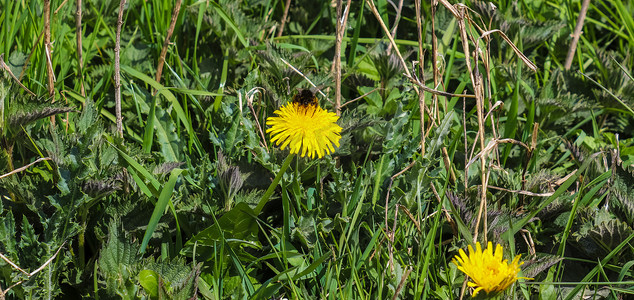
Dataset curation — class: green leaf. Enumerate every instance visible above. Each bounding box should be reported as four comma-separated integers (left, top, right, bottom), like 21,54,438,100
139,270,159,298
139,169,187,253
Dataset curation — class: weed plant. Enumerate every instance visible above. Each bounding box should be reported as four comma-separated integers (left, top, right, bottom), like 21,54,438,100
0,0,634,299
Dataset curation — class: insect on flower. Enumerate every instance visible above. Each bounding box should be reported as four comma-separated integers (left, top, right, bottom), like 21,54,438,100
266,89,342,158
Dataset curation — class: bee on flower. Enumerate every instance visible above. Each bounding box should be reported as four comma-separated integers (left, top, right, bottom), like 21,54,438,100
452,242,532,297
266,89,342,158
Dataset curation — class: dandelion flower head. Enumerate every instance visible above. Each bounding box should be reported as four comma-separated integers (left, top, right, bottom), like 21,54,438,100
452,242,531,297
266,90,341,158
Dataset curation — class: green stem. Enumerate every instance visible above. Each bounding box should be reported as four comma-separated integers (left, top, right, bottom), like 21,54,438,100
253,154,295,216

> _Exercise brief_: Repeat the records above with every "Enumerate" replaced by "List" and all else left as it is. Omit the pictures.

> _Solution for this problem_:
Dataset curation — class: green leaf. List every instance visible above. Each bounding box should be reported as four comma-separated integers (left, top, right, bottom), like 21,54,438,100
139,270,159,298
139,169,187,253
Dataset curation — class: weed plant. List every instance visible above. Each bounding box should be reported as four comma-separated integers (left, top, right, bottom), like 21,54,438,100
0,0,634,299
Dataset curation — class: insect on flower. List every instance visible above. Each bounding box should be reported as four comma-separated integers (left, top, right, bottom), like 21,54,438,100
266,89,342,158
Dataset curation — class: bee on flower. List every instance visible above. Each bounding box should be reported as four comma-separated integers (left, top, right, bottom), like 21,54,438,100
452,242,532,297
266,89,342,158
Dataset curation — class: dandelion flower head. List every instance visible above. Each bounding box should be reported as four comma-separated integers (left, top, right, bottom), like 21,54,438,100
452,242,531,297
266,90,341,158
Dataset curation — class: green stem. List every instance visible above. Each bounding box should be reported as four comma-separated integers (left, top, right, bottom), like 21,54,438,100
253,154,295,216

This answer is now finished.